WORK REQUIRED ▸ Give back word for word every line from the one that includes "Target: exit sign" through the last line of the listing, and nothing besides.

RECORD SET ▸
• • • •
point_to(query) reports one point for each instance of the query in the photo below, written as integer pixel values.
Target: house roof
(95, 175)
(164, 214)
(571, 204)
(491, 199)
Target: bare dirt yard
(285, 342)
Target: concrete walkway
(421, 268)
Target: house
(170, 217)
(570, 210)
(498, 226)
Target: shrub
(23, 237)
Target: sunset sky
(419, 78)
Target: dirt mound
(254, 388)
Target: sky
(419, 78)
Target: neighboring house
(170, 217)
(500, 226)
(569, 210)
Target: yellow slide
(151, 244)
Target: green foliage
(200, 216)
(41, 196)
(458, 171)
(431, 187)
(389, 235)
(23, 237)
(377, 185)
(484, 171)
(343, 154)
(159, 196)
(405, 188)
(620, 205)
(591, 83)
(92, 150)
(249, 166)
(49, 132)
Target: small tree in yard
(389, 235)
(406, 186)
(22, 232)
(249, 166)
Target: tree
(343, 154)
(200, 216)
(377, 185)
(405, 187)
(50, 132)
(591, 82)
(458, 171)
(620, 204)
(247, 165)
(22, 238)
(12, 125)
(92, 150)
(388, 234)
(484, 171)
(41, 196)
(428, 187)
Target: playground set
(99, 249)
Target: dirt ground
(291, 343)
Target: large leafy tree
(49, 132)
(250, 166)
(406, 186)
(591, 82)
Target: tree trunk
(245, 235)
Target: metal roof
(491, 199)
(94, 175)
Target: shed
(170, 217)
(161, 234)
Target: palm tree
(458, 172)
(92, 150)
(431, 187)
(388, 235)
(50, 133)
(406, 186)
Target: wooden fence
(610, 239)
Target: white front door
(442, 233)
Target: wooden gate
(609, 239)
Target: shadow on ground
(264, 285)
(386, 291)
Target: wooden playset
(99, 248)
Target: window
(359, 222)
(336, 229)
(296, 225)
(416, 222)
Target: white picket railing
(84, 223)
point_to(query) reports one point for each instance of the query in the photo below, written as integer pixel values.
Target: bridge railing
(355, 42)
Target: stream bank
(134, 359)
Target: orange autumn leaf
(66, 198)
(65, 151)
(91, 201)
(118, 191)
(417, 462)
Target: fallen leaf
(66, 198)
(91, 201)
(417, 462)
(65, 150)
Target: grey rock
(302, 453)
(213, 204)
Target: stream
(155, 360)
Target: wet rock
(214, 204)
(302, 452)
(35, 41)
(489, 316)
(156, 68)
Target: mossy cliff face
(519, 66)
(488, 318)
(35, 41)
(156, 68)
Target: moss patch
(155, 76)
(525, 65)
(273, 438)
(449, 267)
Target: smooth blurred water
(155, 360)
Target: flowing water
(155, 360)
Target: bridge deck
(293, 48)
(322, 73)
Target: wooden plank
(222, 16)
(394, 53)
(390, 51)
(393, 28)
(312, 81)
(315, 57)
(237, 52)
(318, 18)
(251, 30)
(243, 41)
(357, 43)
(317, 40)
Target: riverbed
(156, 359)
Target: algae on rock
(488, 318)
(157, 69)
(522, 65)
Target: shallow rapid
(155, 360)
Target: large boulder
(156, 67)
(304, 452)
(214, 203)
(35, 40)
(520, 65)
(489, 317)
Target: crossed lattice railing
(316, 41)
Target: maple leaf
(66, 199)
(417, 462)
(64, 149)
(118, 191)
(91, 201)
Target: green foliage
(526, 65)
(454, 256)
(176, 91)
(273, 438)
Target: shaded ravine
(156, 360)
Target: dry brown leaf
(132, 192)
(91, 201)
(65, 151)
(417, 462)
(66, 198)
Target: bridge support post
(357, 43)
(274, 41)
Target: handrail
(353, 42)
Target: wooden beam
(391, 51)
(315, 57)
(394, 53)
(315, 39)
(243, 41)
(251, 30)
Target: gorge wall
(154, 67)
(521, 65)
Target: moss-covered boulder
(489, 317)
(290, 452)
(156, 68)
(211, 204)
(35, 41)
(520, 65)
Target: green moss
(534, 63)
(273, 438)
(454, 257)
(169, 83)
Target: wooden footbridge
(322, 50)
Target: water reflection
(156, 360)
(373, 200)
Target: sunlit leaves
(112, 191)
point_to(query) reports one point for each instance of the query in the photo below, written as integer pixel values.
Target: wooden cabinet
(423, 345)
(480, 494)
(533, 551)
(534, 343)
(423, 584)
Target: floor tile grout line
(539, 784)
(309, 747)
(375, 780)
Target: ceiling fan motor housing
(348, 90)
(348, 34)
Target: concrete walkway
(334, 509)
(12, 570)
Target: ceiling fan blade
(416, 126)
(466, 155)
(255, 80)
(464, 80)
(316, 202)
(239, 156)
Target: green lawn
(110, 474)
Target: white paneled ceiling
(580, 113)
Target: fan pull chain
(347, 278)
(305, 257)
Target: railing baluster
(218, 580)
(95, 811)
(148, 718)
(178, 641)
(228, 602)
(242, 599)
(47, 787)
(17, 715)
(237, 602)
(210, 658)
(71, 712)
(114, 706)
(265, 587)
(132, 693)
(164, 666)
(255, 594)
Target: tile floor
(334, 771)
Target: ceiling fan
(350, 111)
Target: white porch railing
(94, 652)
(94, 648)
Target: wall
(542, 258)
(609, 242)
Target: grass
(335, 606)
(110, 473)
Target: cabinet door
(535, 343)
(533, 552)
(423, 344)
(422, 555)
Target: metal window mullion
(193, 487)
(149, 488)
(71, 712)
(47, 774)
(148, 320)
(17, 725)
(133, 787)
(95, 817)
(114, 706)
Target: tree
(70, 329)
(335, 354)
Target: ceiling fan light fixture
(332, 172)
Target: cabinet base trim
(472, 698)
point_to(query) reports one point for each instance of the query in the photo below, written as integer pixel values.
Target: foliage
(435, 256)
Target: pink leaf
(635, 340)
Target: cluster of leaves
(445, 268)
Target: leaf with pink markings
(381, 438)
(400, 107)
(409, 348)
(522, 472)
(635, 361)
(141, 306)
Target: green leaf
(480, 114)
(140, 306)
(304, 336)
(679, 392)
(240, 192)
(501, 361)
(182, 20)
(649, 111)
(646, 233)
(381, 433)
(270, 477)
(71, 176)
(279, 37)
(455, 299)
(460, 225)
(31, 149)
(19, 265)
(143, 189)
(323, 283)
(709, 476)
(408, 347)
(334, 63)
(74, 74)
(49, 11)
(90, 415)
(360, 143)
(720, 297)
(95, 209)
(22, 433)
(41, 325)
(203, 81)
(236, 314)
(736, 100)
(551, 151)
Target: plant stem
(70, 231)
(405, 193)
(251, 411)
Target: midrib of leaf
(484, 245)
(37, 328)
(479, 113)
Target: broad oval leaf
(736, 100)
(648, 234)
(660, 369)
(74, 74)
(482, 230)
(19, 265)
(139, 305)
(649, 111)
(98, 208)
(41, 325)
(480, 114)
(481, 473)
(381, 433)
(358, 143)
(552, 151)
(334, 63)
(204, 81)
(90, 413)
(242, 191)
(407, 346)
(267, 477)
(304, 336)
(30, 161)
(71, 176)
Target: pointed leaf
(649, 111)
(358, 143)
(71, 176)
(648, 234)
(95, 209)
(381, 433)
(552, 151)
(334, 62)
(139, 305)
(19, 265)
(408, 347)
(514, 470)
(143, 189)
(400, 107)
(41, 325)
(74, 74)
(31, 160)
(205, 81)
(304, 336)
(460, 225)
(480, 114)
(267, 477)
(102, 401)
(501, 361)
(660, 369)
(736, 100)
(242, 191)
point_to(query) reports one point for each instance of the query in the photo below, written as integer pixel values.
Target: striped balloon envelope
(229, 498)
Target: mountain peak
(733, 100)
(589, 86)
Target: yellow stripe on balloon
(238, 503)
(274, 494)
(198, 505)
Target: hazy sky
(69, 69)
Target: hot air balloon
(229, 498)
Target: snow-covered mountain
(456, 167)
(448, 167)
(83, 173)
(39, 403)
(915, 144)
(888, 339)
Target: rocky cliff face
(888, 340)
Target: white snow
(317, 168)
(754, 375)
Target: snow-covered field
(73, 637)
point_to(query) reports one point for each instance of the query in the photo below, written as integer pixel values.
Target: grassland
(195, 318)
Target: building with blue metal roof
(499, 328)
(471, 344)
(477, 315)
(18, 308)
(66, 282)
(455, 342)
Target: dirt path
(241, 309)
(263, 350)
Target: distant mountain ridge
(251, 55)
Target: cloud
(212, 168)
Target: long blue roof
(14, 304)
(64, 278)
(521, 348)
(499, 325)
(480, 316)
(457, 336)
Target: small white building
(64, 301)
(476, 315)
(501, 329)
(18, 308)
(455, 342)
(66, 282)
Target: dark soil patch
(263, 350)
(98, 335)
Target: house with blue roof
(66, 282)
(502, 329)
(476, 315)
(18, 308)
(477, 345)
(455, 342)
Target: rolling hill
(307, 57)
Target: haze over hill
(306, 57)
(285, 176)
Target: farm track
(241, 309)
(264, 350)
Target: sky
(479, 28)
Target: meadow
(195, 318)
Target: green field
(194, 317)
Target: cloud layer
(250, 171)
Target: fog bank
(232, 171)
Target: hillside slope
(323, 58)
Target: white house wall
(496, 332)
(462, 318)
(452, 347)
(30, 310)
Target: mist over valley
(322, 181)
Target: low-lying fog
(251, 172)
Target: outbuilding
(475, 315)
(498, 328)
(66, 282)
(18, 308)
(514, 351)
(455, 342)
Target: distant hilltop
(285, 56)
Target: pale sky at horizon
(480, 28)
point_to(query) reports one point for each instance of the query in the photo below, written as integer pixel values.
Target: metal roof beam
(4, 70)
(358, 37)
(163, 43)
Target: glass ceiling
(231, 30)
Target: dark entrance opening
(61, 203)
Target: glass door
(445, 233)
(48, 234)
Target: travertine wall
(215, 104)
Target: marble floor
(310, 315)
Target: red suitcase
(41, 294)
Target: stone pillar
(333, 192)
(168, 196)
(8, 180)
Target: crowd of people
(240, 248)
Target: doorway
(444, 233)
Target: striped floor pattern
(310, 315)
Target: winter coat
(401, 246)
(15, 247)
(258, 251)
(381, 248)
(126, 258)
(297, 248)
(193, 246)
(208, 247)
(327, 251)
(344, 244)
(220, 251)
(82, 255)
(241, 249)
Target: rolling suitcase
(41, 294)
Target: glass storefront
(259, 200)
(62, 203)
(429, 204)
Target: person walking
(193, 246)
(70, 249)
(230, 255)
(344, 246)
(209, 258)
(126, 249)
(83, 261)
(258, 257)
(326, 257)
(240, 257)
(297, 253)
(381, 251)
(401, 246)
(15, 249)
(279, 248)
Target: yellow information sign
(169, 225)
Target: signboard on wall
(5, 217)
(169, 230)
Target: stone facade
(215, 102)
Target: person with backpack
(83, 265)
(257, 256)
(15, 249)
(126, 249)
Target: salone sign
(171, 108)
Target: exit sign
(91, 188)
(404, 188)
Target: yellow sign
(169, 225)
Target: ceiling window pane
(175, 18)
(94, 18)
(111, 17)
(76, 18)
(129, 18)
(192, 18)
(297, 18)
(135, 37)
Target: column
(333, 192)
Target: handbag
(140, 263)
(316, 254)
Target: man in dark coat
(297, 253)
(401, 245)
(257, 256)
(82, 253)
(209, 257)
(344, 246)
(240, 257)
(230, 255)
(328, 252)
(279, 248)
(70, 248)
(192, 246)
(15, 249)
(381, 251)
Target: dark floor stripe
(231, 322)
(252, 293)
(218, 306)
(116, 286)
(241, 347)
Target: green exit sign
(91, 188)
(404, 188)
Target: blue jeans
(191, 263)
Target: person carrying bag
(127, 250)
• • • •
RESULT BELOW ▸
Target: exit sign
(91, 188)
(404, 188)
Target: yellow sign
(169, 225)
Target: ceiling window pane
(175, 18)
(94, 18)
(111, 17)
(76, 18)
(129, 18)
(192, 18)
(297, 18)
(135, 37)
Target: column
(333, 192)
Target: handbag
(140, 263)
(316, 254)
Target: man in dark coat
(297, 253)
(401, 245)
(257, 256)
(82, 253)
(209, 257)
(344, 246)
(240, 257)
(230, 255)
(328, 252)
(279, 248)
(70, 248)
(192, 246)
(15, 249)
(381, 251)
Target: dark floor stripe
(231, 322)
(252, 293)
(218, 306)
(116, 286)
(241, 347)
Target: green exit sign
(91, 188)
(404, 188)
Target: blue jeans
(191, 263)
Target: person carrying bag
(127, 250)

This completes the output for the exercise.